The Circuito Sur de Oriente (CSO), meaning "Southern Circuit of the Orient", is a west-east highway connecting Bayamo to Santiago de Cuba, through Manzanillo, Niquero and the southern coastal side of eastern Cuba, below the Sierra Maestra mountain range. Also known as Circuito Guacanayabo-Sur de Oriente, because it crosses the Gulf of Guacanayabo, the name Oriente (meaning "Orient"), refers to the ancient and former Oriente Province. With a length of 347 km, it is the fourth-longest Cuban highway after the "Carretera Central", the "Circuito Norte" and the "Circuito Sur".

Route

Description
The CSO, whose endpoints cross the Carretera Central, starts in Bayamo, capital of Granma Province, and ends in Santiago, the second Cuban city and capital of Santiago de Cuba Province. It is divided into a pair of Carretera branches:
The 6-4, also known as "Carretera a Manzanillo", "Carretera a Campechuela" and "Carretera a Niquero", runs From Bayamo to a fork to Niquero via Yara, Manzanillo, Campechuela and Media Luna. It crosses the shore of the Gulf of Guacanayabo, and the section to Niquero centre continues to Cape Cruz, through Playa Las Coloradas, in Desembarco del Granma National Park.

◆ **Aim 1**:
Retype the stretch of the passage about the Circuito Sur de Oriente from "Description" through "Granma National Park.".
◆ **Aim 2**:
According to the passage about the Circuito Sur de Oriente, how long is the highway?
◆ **Aim 3**:
Summarize the passage about the Circuito Sur de Oriente in two sentences.
Draw only on the passage about the Circuito Sur de Oriente for this work.

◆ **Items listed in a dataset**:
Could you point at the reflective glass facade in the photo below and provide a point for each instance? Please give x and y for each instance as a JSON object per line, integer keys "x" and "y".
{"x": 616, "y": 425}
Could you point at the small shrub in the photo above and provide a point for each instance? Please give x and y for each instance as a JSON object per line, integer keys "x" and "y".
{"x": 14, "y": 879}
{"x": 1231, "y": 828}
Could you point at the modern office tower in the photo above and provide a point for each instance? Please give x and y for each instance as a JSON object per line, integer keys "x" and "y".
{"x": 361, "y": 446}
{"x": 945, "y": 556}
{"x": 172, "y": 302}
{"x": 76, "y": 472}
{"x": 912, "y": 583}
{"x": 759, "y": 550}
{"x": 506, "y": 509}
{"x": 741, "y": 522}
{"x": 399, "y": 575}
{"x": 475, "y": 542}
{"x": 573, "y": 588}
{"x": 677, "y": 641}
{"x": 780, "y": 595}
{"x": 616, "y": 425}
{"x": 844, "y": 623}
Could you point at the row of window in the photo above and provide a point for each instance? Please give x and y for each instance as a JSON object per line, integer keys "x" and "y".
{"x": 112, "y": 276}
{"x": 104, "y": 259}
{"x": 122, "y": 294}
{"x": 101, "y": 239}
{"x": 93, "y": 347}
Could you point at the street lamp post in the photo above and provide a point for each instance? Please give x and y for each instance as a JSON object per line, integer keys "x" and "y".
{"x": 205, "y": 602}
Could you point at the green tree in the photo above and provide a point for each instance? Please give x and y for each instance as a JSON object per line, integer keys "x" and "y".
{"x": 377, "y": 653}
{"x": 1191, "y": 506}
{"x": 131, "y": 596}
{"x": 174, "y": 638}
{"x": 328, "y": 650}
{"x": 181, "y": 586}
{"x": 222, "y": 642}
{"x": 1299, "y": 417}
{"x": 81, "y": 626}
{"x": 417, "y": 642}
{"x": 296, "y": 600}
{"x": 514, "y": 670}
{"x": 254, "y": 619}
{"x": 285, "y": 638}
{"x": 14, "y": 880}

◆ **Worked answer 1**:
Description
The CSO, whose endpoints cross the Carretera Central, starts in Bayamo, capital of Granma Province, and ends in Santiago, the second Cuban city and capital of Santiago de Cuba Province. It is divided into a pair of Carretera branches:
The 6-4, also known as "Carretera a Manzanillo", "Carretera a Campechuela" and "Carretera a Niquero", runs From Bayamo to a fork to Niquero via Yara, Manzanillo, Campechuela and Media Luna. It crosses the shore of the Gulf of Guacanayabo, and the section to Niquero centre continues to Cape Cruz, through Playa Las Coloradas, in Desembarco del Granma National Park.

◆ **Worked answer 2**:
It is 347 km long.

◆ **Worked answer 3**:
The Circuito Sur de Oriente is a 347 km west-east highway that links Bayamo to Santiago de Cuba through Manzanillo, Niquero and the southern coast of eastern Cuba below the Sierra Maestra, and it is the fourth-longest Cuban highway. It is divided into two Carretera branches, one of which, the 6-4, runs from Bayamo along the shore of the Gulf of Guacanayabo toward Niquero, with the section to Niquero centre continuing to Cape Cruz.